=== DATA SECTION ===
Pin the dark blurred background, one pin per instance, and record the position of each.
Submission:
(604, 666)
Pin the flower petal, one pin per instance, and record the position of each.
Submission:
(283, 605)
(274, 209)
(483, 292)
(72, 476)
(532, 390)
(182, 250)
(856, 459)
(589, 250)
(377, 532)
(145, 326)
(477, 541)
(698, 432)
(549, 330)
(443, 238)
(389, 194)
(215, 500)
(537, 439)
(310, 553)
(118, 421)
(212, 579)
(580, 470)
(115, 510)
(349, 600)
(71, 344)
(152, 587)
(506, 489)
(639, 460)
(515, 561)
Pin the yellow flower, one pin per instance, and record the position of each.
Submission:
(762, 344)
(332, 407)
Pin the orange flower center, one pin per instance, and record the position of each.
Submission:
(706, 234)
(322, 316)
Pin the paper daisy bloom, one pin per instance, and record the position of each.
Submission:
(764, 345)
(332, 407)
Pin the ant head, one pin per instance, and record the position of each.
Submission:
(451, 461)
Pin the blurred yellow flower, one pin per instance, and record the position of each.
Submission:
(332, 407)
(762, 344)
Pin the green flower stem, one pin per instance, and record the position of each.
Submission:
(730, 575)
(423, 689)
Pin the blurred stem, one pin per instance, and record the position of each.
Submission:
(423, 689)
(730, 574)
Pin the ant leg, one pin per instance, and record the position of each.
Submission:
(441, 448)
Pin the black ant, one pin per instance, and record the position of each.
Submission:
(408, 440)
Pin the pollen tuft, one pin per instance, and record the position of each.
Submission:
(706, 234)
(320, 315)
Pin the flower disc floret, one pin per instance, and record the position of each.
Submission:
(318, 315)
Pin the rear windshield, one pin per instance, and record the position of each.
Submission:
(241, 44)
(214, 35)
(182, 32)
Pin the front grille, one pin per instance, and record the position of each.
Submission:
===
*PROBLEM TO SOLVE:* Take the line that contains "Pin the ant leg, one" and every line after it through the end of the listing above, and repeat them exactly.

*SOLUTION TO THIS TASK:*
Pin the ant leg, one pin per instance, and record the position of each.
Submission:
(441, 448)
Pin the black ant, one pin per instance, and record the position of each.
Submission:
(408, 440)
Pin the pollen tuft, one pin per instance, and record the position of each.
Submission:
(706, 234)
(320, 315)
Pin the flower disc floret, one pin per instance, and record the position of each.
Submission:
(318, 315)
Pin the rear windshield, one pin per instance, and record the position of each.
Submission:
(241, 44)
(214, 35)
(182, 32)
Pin the front grille, one pin per instance, and record the position of each.
Submission:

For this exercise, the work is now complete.